§ **PROBLEM DETAILS**: Convert every line of the items below into a JSON list of strings, with one string per line and no blank lines included.
── STORED DATA
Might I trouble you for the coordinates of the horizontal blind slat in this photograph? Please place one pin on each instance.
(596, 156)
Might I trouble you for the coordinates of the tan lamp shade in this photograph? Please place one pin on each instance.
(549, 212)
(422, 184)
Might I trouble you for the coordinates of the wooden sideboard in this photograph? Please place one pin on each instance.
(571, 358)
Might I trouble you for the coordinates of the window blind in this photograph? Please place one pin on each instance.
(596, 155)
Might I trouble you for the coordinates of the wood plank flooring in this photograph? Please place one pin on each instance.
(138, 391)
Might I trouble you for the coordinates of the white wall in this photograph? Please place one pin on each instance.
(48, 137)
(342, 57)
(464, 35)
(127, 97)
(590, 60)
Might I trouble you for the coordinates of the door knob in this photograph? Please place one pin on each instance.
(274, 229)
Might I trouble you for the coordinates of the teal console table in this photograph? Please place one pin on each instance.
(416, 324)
────
§ **RESULT FOR THIS EXERCISE**:
[
  "Might I trouble you for the coordinates of the horizontal blind slat in this photograph? Please place one pin on each instance.",
  "(596, 156)",
  "Might I trouble you for the coordinates of the tan lamp shade in this photograph? Please place one pin on each instance.",
  "(549, 212)",
  "(422, 184)",
  "Might I trouble you for the coordinates of the wooden sideboard in this photograph? Please place one pin on each instance.",
  "(571, 358)",
  "Might I trouble you for the coordinates of the window blind in this photograph? Please place one pin on each instance.",
  "(596, 155)",
  "Might I trouble you for the coordinates of the wood plank flooring in this photograph? Please place one pin on each instance.",
  "(138, 391)",
  "Might I trouble you for the coordinates of the white wall in this photograph? Please place one pin on each instance.",
  "(48, 137)",
  "(342, 57)",
  "(464, 35)",
  "(127, 97)",
  "(590, 60)",
  "Might I trouble you for the coordinates of the door knob in this photograph? Please place one pin on each instance.",
  "(274, 229)",
  "Might I trouble you for the coordinates of the teal console table in this photograph? Please place one pin on each instance.",
  "(416, 324)"
]